**SELECTED EXTRACT**
········

#10 Introduced duplicate rubrecords; #7 solved

#10 : The recursion function dedicated to managing the subrecords produced (mapping.py) has been optimized to make any contributions faster and to reduce the number of steps required. On the Record creation page, it is now possible to select subrecords already created for the same OWL class, including subrecords not yet saved and created on the same page (main.js) #7 Fixed problems with homonyms and creation of previously deleted templates. The feature will need to be updated when multiple classes for templates are introduced.
polifonia-project · Feb 22, 2024 · 0acf30f · 0acf30f
1 parent 4785e2f
commit 0acf30f
Show file tree

Hide file tree

Showing 5 changed files with 222 additions and 74 deletions.
diff --git a/app.py b/app.py
@@ -249,6 +249,7 @@ def GET(self, res_name):
 		with open(TEMPLATE_LIST,'r') as tpl_file:
 			tpl_list = json.load(tpl_file)
 
+		print(res_name)
 		res_type = [i['type'] for i in tpl_list if i["short_name"] == res_name][0]
 		res_full_name = [i['name'] for i in tpl_list if i["short_name"] == res_name][0]
 
@@ -513,6 +514,7 @@ def POST(self, page):
 		# create a new template
 		elif actions.action.startswith('createTemplate'):
 			print('create template')
+			print(actions)
 			is_git_auth = github_sync.is_git_auth()
 			res_type = actions.class_uri.strip() if "class_uri" in actions else conf.main_entity
 			res_name = actions.class_name.replace(' ','_').lower() if "class_name" in actions else "not provided"
@@ -524,9 +526,9 @@ def POST(self, page):
 			types = [t['type'] for t in templates]
 			now_time = str(time.time()).replace('.','-')
 			# check for duplicates
-			res_n = actions.class_name if (res_type not in types and res_name not in names) else actions.class_name+'_'+now_time
+			res_n, adress = (actions.class_name, res_name) if (res_type not in types and res_name not in names) else (actions.class_name+'_'+now_time, res_name+'_'+now_time)
 			u.updateTemplateList(res_n,res_type)
-			raise web.seeother(prefixLocal+'template-'+res_name)
+			raise web.seeother(prefixLocal+'template-'+adress)
 
 		# login or create a new record
 		else:
@@ -827,7 +829,7 @@ def POST(self, name):
 
 		# save the new record for future publication
 		if actions.action.startswith('save'):
-			if not f.validates() or not u.check_mandatory_fields(web.input()):
+			if not f.validates():
 				graphToRebuild = conf.base+name+'/'
 				recordID = name
 				data = queries.getData(graphToRebuild,templateID)
@@ -866,7 +868,7 @@ def POST(self, name):
 
 		# publish the record
 		elif actions.action.startswith('publish'):
-			if not f.validates() or not u.check_mandatory_fields(web.input()):
+			if not f.validates():
 				graphToRebuild = conf.base+name+'/'
 				recordID = name
 				data = queries.getData(graphToRebuild,templateID)

········

**RECORD EXCERPTS**
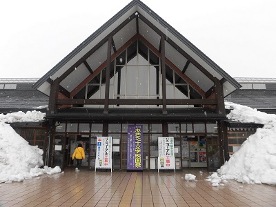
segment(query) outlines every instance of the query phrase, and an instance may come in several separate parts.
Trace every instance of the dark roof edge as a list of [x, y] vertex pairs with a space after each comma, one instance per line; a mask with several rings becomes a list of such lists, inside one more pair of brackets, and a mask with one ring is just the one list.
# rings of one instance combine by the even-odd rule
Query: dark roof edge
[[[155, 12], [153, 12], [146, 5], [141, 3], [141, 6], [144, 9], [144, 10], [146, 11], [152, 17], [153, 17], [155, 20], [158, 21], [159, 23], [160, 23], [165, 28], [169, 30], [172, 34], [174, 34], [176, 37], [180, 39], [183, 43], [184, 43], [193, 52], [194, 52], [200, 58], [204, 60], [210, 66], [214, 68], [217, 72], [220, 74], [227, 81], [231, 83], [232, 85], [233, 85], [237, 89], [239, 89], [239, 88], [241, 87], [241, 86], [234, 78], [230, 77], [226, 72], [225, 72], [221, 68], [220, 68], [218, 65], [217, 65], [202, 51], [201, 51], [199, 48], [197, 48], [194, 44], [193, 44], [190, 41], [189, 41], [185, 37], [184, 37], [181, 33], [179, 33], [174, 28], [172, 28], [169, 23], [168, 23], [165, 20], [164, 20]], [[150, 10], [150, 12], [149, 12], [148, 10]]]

········

**REQUIREMENTS**
a) Write out the commit page word for word, beginning at the words "#10 : The recursion" and stopping after "templates are introduced.".
b) Write what comes next in the commit page, picking up after its last line.

**ANSWERS FOR THE TASKS**
a)
#10 : The recursion function dedicated to managing the subrecords produced (mapping.py) has been optimized to make any contributions faster and to reduce the number of steps required. On the Record creation page, it is now possible to select subrecords already created for the same OWL class, including subrecords not yet saved and created on the same page (main.js) #7 Fixed problems with homonyms and creation of previously deleted templates. The feature will need to be updated when multiple classes for templates are introduced.

b)
diff --git a/forms.py b/forms.py
@@ -1,5 +1,5 @@
 # -*- coding: utf-8 -*-
-import web , datetime , os, time, re, cgi , json
+import web , datetime , os, time, re, cgi , json, html
 from web import form
 import conf
 
@@ -60,7 +60,7 @@ def get_form(json_form, from_dict=False, subtemplate=False):
 			description = field['label'] if 'label' in field and len(field['label']) > 0 else 'input'
 			pre_a = '<span class="tip" data-toggle="tooltip" data-placement="bottom" title="'
 			pre_b = '"><i class="fas fa-info-circle"></i></span>'
-			prepend = pre_a+field['prepend']+pre_b if 'prepend' in field and len(field['prepend']) > 0 else ''
+			prepend = pre_a+html.escape(field['prepend'])+pre_b if 'prepend' in field and len(field['prepend']) > 0 else ''
 			disabled = 'disabled' if 'disabled' in field and field['disabled'] == "True" else ''
 			classes = field['class'] if 'class' in field and len(field['class']) > 0 else ''
 			if 'vocab' in field:
@@ -87,7 +87,7 @@ def get_form(json_form, from_dict=False, subtemplate=False):
 			# Text box
 			if field['type'] in ['Textbox','Vocab', 'WebsitePreview']:
 				if "disambiguate" in field and field["disambiguate"] == 'True':
-					vpass = form.regexp(r".{1,200}$", 'must be between 1 and 200 characters')
+					vpass = form.regexp(r".{0,200}$", 'must be between 1 and 200 characters') # TODO: check the regex (either set it to {0, 200} or remove it in case of Subtemplates' primary keys)
 					params = params + (form.Textbox(myid, vpass,
 					description = description,
 					id=myid,

diff --git a/mapping.py b/mapping.py
@@ -58,7 +58,7 @@ def getValuesFromFields(fieldPrefix, recordData, fields=None, field_type=None):
 
 
 def getRightURIbase(value):
-	return WD+value if value.startswith('Q') else GEO+value if value.isdecimal() else VIAF+value[4:] if value.startswith("viaf") else ''+value if value.startswith("http") else base+value
+	return WD+value if value.startswith('Q') else GEO+value if value.isdecimal() else VIAF+value[4:] if value.startswith("viaf") else ''+value if value.startswith("http") else base+value.lstrip().rstrip()
 
 
 def inputToRDF(recordData, userID, stage, knowledge_extraction, graphToClear=None,tpl_form=None, subrecords_dict=None):
@@ -115,6 +115,7 @@ def inputToRDF(recordData, userID, stage, knowledge_extraction, graphToClear=Non
 						print(subject, predicate, obj, label)
 						if label:
 							wd.add((obj, RDFS.label, Literal(label, datatype="http://www.w3.org/2001/XMLSchema#string")))
+
 		queries.clearGraph(graphToClear)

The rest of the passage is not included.